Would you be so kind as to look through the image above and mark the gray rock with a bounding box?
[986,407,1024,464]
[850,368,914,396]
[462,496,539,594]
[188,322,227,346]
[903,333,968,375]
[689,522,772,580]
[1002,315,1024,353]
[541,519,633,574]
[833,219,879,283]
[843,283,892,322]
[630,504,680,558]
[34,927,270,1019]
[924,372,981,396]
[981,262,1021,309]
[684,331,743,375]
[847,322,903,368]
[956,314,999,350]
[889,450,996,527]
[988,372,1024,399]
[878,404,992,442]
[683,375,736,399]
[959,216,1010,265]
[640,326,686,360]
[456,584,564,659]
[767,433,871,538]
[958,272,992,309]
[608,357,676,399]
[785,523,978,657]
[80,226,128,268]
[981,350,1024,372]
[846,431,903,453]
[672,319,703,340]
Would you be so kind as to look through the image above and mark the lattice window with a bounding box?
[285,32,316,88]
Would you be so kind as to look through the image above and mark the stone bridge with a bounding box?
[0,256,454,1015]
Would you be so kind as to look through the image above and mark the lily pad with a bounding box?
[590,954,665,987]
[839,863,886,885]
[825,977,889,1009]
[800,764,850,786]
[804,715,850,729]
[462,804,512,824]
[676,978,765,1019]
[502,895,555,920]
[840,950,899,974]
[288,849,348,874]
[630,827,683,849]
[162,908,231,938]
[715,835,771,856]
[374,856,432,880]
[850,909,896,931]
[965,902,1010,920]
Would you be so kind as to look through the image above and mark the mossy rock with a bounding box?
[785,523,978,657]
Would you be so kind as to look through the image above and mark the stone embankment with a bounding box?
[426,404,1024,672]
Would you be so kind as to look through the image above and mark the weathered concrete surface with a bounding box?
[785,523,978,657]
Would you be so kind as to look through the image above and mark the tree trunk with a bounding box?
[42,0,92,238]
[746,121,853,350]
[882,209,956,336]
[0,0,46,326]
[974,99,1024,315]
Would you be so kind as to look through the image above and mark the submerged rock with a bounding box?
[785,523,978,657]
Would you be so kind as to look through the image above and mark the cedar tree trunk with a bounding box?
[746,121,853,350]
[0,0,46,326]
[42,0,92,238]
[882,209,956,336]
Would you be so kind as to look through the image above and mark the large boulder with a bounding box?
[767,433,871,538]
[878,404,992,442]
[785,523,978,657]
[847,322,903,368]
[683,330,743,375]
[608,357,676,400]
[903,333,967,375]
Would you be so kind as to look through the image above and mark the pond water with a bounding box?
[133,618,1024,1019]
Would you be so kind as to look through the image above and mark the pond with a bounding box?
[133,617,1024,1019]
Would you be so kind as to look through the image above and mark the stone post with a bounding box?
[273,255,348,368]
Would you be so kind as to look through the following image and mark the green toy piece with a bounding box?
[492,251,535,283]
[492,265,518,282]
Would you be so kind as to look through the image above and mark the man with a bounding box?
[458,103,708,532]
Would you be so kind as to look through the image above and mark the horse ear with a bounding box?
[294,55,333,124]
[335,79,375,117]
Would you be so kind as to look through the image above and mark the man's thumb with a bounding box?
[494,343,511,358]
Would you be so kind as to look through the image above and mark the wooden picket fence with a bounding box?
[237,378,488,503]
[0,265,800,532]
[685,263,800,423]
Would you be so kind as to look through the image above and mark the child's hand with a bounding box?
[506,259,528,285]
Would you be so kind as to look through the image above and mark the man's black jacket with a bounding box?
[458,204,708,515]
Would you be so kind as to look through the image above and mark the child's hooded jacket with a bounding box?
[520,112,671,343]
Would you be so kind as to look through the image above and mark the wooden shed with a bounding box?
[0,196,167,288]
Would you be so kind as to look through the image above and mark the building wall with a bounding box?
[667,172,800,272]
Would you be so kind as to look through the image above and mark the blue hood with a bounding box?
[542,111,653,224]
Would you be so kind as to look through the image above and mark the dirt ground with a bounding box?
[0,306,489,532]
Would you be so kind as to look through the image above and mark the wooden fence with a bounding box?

* [WHAT IS BEING ASKED]:
Convert the rows above into a JSON list of strings, one string per line with blank lines left out. Begin at the line that contains "embankment with a bounding box?" and stop after the line that contains "[273,255,348,368]".

* [EXERCISE SOLUTION]:
[
  "Would you be so kind as to look through the image above and mark the stone embankment with a bounding box?",
  "[426,404,1024,672]",
  "Would you be so kind as to look through the image above and mark the weathered concrete surface with a bounding box?",
  "[785,523,978,657]",
  "Would you be so kind as to look through the image above and mark the tree trunk with a bounding box?",
  "[42,0,92,238]",
  "[746,121,853,350]",
  "[882,209,956,336]",
  "[0,0,46,326]",
  "[974,99,1024,315]",
  "Would you be so kind as to look through the image above and mark the submerged rock with a bounding box?",
  "[785,523,978,657]",
  "Would you be so kind as to look through the image above and mark the cedar tree trunk with a bounding box?",
  "[746,121,853,350]",
  "[0,0,46,326]",
  "[42,0,92,238]",
  "[882,209,956,336]",
  "Would you be so kind as to look through the image above and mark the large boulder with a bounding box?",
  "[767,433,871,538]",
  "[878,404,992,442]",
  "[785,523,978,657]",
  "[847,322,903,368]",
  "[683,330,743,375]",
  "[608,357,676,400]",
  "[903,333,967,375]",
  "Would you be so kind as to look through the image above and mark the pond water with a bounding box?",
  "[133,618,1024,1019]",
  "Would you be so kind as to look through the image above and mark the pond with a bounding box?",
  "[133,617,1024,1019]",
  "Would you be so kind as to look through the image above and mark the stone post with a bounding box?",
  "[273,255,348,368]"
]